TASK LIST ::
A) In the review of the film The Water Horse, what name does Angus give the creature that hatches from the egg?
B) Extend the review of the film The Water Horse, picking up right after its final sentence.

The Water Horse (PG)

8 Feb 2008 in Film

ALLAN HUNTER at the Movies

DO YOU believe in the Loch Ness monster? Controversy over the great beastie’s origins might just be resolved by The Water Horse, a sweet, old-fashioned family film based on the novel by Babe author Dick King-Smith. Filmed in Scotland and New Zealand, this is an amiable, entertaining affair that should appeal to younger
children in search of a mid-term cinema trip.

Told in flashback from a rather kitsch vision of contemporary Scotland, the film unfolds during the Second World War. Young Angus MacMorrow (Alex Etel) is eagerly awaiting the return of his father, unwilling to acknowledge that he is missing believed killed.

His mother Anne (Emily Watson) is the housekeeper at an estate that is about to become home to a troop of British soldiers. Angus has other things to worry about. He has found an egg that hatches to reveal a cute little water horse that he names Crusoe. This supposedly mythical creature soon outgrows the bathtub and it becomes clear that the local loch may be the only place big enough to serve as his new home.

DATASET RECORDS ::
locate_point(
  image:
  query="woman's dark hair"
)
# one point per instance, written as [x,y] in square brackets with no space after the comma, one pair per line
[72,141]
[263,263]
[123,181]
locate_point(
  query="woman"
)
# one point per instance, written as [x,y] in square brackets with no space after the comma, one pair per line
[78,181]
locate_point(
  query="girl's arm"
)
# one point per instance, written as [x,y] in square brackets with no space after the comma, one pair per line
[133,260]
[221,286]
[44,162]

RESULTS FOR THE EXERCISE ::
A) Crusoe

B)
The Water Horse has the feel of a film that Disney might have made a few generations ago. It works on a fairly superficial level with slapstick fun as Crusoe outgrows his status as a household pet and trite human drama as the family come under the thumb of pompous captain Hamilton (David Morrissey).

The story is still good fun, though, and Alex Etel is fast becoming one of Britain’s most talented child actors.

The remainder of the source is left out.